• DATA SUPPLIED:
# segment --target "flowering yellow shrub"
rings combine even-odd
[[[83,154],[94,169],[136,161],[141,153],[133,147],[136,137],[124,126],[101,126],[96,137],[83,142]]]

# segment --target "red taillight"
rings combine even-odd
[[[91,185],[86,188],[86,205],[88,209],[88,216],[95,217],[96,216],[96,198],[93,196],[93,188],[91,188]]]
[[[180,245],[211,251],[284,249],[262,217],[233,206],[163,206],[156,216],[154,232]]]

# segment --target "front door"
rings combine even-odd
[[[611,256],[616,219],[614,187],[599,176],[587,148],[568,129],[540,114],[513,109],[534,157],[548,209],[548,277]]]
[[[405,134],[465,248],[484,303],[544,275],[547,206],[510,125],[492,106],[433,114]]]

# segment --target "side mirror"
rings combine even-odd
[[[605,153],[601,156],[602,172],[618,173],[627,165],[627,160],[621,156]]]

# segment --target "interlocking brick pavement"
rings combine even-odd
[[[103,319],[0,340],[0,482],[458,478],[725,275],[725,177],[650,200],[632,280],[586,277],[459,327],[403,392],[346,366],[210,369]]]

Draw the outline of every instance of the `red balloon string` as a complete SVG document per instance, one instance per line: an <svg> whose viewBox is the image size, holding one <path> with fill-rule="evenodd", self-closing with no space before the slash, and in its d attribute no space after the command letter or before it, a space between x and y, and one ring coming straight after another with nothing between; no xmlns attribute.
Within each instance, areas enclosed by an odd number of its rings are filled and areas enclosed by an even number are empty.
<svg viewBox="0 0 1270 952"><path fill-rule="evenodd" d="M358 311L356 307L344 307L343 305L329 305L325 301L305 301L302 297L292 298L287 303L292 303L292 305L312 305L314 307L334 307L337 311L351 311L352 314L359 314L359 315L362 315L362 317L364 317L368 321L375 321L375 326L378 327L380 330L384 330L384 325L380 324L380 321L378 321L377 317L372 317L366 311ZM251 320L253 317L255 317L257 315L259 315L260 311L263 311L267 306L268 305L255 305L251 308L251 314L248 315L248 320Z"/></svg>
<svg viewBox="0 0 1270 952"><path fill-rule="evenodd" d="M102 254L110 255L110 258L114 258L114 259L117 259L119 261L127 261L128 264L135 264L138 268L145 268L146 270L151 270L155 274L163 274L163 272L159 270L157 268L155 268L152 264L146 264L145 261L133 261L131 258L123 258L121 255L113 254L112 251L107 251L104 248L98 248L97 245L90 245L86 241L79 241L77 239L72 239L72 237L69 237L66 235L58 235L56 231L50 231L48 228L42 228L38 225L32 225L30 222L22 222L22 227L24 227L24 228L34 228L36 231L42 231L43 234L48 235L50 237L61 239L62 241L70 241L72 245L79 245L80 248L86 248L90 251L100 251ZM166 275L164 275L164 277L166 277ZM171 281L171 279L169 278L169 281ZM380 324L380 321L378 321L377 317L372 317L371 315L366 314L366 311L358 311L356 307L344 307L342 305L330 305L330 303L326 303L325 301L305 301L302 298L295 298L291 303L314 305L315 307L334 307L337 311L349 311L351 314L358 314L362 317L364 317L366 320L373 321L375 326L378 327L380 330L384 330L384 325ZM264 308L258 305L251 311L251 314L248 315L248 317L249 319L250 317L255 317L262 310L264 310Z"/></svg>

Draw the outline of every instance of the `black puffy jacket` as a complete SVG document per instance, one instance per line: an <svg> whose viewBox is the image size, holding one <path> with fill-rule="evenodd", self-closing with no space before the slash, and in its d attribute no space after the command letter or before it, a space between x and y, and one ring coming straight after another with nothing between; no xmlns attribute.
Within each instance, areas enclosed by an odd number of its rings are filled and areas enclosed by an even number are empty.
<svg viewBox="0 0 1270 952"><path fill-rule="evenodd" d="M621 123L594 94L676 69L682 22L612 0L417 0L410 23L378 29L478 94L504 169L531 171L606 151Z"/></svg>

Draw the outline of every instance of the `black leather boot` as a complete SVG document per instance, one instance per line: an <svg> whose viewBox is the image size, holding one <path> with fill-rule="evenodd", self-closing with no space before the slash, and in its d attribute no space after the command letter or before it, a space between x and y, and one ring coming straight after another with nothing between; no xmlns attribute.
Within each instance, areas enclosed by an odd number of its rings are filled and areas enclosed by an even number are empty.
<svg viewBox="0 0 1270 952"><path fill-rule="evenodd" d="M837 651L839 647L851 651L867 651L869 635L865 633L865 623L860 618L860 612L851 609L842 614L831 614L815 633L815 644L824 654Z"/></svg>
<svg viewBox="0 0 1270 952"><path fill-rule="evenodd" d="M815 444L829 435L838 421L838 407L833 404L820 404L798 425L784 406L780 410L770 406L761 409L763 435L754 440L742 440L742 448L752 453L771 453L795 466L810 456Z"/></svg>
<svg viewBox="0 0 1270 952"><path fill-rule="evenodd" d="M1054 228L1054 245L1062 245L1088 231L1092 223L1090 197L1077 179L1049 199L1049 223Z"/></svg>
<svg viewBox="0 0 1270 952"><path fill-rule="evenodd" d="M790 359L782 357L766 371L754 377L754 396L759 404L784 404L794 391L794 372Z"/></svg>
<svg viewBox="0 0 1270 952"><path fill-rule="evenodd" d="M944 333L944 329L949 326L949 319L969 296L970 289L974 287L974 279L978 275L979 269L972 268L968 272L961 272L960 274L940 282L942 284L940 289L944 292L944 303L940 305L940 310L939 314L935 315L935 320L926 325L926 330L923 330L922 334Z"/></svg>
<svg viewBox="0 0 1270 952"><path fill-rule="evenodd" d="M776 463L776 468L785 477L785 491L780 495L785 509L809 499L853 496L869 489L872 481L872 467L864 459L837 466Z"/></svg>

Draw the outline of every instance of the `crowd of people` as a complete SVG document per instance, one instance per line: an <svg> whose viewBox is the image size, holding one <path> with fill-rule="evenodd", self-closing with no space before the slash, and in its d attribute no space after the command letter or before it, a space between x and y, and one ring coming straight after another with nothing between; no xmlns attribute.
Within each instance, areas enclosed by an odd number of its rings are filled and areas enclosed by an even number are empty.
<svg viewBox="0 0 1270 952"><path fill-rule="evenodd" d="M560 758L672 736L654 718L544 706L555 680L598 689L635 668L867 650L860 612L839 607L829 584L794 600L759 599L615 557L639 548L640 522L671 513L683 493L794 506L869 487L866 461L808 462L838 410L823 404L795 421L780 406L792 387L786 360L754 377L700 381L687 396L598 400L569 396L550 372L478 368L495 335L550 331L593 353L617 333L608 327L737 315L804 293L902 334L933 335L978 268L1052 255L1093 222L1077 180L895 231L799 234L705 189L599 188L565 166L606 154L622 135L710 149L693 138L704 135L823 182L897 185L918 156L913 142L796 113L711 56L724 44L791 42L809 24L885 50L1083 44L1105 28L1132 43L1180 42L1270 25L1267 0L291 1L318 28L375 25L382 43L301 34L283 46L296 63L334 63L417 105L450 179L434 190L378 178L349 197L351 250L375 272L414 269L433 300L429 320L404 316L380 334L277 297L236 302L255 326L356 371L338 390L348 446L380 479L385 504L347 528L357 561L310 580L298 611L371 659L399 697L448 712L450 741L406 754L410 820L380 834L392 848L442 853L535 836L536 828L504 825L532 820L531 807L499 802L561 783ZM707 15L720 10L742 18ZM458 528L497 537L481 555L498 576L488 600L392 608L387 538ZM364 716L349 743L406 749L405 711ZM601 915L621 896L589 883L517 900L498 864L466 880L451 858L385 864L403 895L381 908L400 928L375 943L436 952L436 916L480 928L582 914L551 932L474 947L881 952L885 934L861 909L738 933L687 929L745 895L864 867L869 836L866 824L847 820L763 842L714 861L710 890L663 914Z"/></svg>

• GOAL:
Everything in the listing above should be restated exactly.

• WRITTEN SOLUTION:
# segment --target "flowering yellow shrub"
rings combine even-odd
[[[83,154],[94,169],[136,161],[141,153],[133,147],[136,137],[124,126],[101,126],[96,137],[83,142]]]

# segment --target "red taillight"
rings combine even-odd
[[[91,185],[86,188],[86,205],[88,209],[88,216],[95,217],[96,216],[96,198],[93,196],[93,188],[91,188]]]
[[[180,245],[211,251],[284,249],[262,217],[233,206],[163,206],[156,216],[154,232]]]

# segment --target "front door"
rings combine even-odd
[[[611,256],[616,219],[614,187],[599,176],[587,148],[568,129],[540,114],[513,109],[534,157],[548,209],[548,277]]]
[[[405,134],[465,248],[484,303],[544,275],[547,206],[510,125],[492,106],[433,114]]]

# segment --target "side mirror"
rings combine even-odd
[[[605,153],[601,156],[602,172],[618,173],[627,165],[627,160],[621,156]]]

# segment --target "interlocking brick pavement"
rings combine even-odd
[[[103,319],[0,340],[0,482],[458,478],[725,275],[725,177],[650,200],[632,280],[586,277],[459,327],[403,392],[346,366],[210,369]]]

Draw the outline of every instance of the `red balloon string` as a complete SVG document per instance, one instance per line: an <svg> whose viewBox is the image size, holding one <path> with fill-rule="evenodd", self-closing with no space before the slash, and in its d attribute no space after the command letter or before it, a space between x and y, and one ring coming straight after another with nothing between; no xmlns attribute.
Within each instance, areas enclosed by an odd number of its rings are filled and areas enclosed by an even number are empty.
<svg viewBox="0 0 1270 952"><path fill-rule="evenodd" d="M358 311L356 307L344 307L343 305L329 305L325 301L305 301L302 297L292 298L287 303L292 303L292 305L312 305L314 307L334 307L337 311L351 311L352 314L359 314L359 315L362 315L362 317L364 317L368 321L375 321L375 326L378 327L380 330L384 330L384 325L380 324L380 321L378 321L377 317L372 317L366 311ZM251 320L253 317L255 317L257 315L259 315L260 311L263 311L267 306L268 305L255 305L251 308L251 314L248 315L248 320Z"/></svg>
<svg viewBox="0 0 1270 952"><path fill-rule="evenodd" d="M102 254L110 255L110 258L114 258L114 259L117 259L119 261L127 261L128 264L135 264L138 268L145 268L146 270L151 270L155 274L163 274L163 272L159 270L157 268L155 268L152 264L146 264L145 261L133 261L131 258L123 258L121 255L113 254L112 251L107 251L104 248L98 248L97 245L90 245L86 241L79 241L77 239L72 239L72 237L69 237L66 235L58 235L56 231L50 231L48 228L42 228L38 225L32 225L30 222L22 222L22 227L24 227L24 228L34 228L36 231L42 231L43 234L48 235L50 237L61 239L62 241L70 241L72 245L79 245L80 248L86 248L90 251L100 251ZM166 275L164 275L164 277L166 277ZM171 281L171 279L169 278L169 281ZM380 324L380 321L378 321L377 317L372 317L371 315L366 314L366 311L358 311L356 307L344 307L342 305L330 305L330 303L326 303L325 301L305 301L302 298L295 298L291 303L314 305L315 307L334 307L337 311L349 311L351 314L358 314L362 317L364 317L366 320L373 321L375 326L378 327L380 330L384 330L384 325ZM264 308L258 305L251 311L251 314L248 315L248 317L249 319L250 317L255 317L262 310L264 310Z"/></svg>

Draw the outline of every instance of the `black puffy jacket` as a complete SVG document per instance, one instance per line: an <svg> whose viewBox is the image size, holding one <path> with fill-rule="evenodd", self-closing with no space before the slash, and in its d attribute no space after the command letter or before it, a space between x and y, and one ring coming straight after another with nothing between; no xmlns attribute.
Within each instance, areas enclosed by an odd number of its rings are filled and areas enclosed by an even number are empty.
<svg viewBox="0 0 1270 952"><path fill-rule="evenodd" d="M621 123L594 94L676 69L682 22L612 0L417 0L410 23L378 29L478 94L504 169L531 171L606 151Z"/></svg>

Draw the outline of every instance of the `black leather boot` as a complete SVG document per instance, one instance per line: an <svg> whose viewBox is the image size, holding one <path> with fill-rule="evenodd", self-closing with no space before the slash, and in its d attribute no space after the command letter or before it, a space between x and y, and one ring coming straight after another with nothing between; no xmlns attribute.
Within each instance, areas enclosed by an odd number of its rings are filled and areas enclosed by an even number are empty.
<svg viewBox="0 0 1270 952"><path fill-rule="evenodd" d="M837 651L839 647L851 651L867 651L869 635L865 633L865 623L860 618L860 612L851 609L842 614L831 614L815 633L815 644L824 654Z"/></svg>
<svg viewBox="0 0 1270 952"><path fill-rule="evenodd" d="M815 444L829 435L838 421L838 407L833 404L820 404L798 425L784 406L780 410L770 406L761 409L763 435L754 440L742 440L742 448L752 453L771 453L795 466L810 456Z"/></svg>
<svg viewBox="0 0 1270 952"><path fill-rule="evenodd" d="M1054 228L1054 245L1062 245L1088 231L1092 223L1090 197L1077 179L1049 199L1049 223Z"/></svg>
<svg viewBox="0 0 1270 952"><path fill-rule="evenodd" d="M790 359L782 357L766 371L754 377L754 396L759 404L784 404L794 391L794 372Z"/></svg>
<svg viewBox="0 0 1270 952"><path fill-rule="evenodd" d="M944 333L944 329L949 326L949 319L969 296L970 289L974 287L974 279L978 275L979 269L972 268L968 272L961 272L960 274L940 282L942 284L940 289L944 292L944 303L940 305L940 310L939 314L935 315L935 320L926 325L926 330L923 330L922 334Z"/></svg>
<svg viewBox="0 0 1270 952"><path fill-rule="evenodd" d="M776 463L776 468L785 477L785 491L780 495L785 509L809 499L853 496L869 489L872 481L872 467L864 459L837 466Z"/></svg>

Draw the outline of every instance of the `crowd of people` as a complete SVG document per instance, one instance per line: an <svg> whose viewBox is the image size, holding one <path> with fill-rule="evenodd", self-closing with no space before the slash, and in its d attribute no space after the command letter or before it, a space between x and y, and one ring coming straight after another with nothing between; no xmlns attribute.
Within each instance, areas enclosed by an odd number of its rings are filled and areas enclosed by an even number are empty.
<svg viewBox="0 0 1270 952"><path fill-rule="evenodd" d="M560 758L672 736L654 718L544 706L555 680L598 689L635 668L867 650L860 612L839 607L829 584L794 600L759 599L615 557L639 548L640 522L671 513L683 493L794 506L869 487L866 461L808 462L838 410L823 404L795 421L780 406L792 387L786 360L754 377L700 381L687 396L598 400L569 396L550 372L478 368L495 335L550 331L593 353L617 333L608 327L737 315L804 293L902 334L933 335L978 268L1052 255L1093 222L1077 180L895 231L799 234L705 189L599 188L565 166L606 154L622 135L710 149L693 138L704 135L823 182L897 185L918 156L913 142L796 113L711 56L724 44L791 42L809 24L885 50L1083 44L1105 28L1132 43L1180 42L1270 25L1267 0L291 1L318 28L375 25L382 43L301 34L283 46L296 63L334 63L417 105L450 179L434 190L378 178L349 197L351 250L375 272L414 269L433 300L429 320L404 316L380 334L277 297L236 302L255 326L356 371L338 390L348 446L380 479L385 504L347 528L357 561L310 580L298 611L371 659L399 697L448 712L450 741L406 754L410 820L380 834L392 848L442 853L535 836L536 828L504 825L532 820L531 807L499 802L561 783ZM707 15L720 10L742 18ZM458 528L497 537L481 555L498 576L488 600L392 608L387 538ZM364 716L349 743L406 749L405 711ZM601 915L621 896L589 883L517 900L498 864L466 880L451 858L385 864L403 895L381 908L400 928L375 943L436 952L436 916L480 928L582 914L551 932L474 947L881 952L885 934L861 909L738 933L687 929L745 895L864 867L869 836L866 824L847 820L763 842L714 861L710 890L663 914Z"/></svg>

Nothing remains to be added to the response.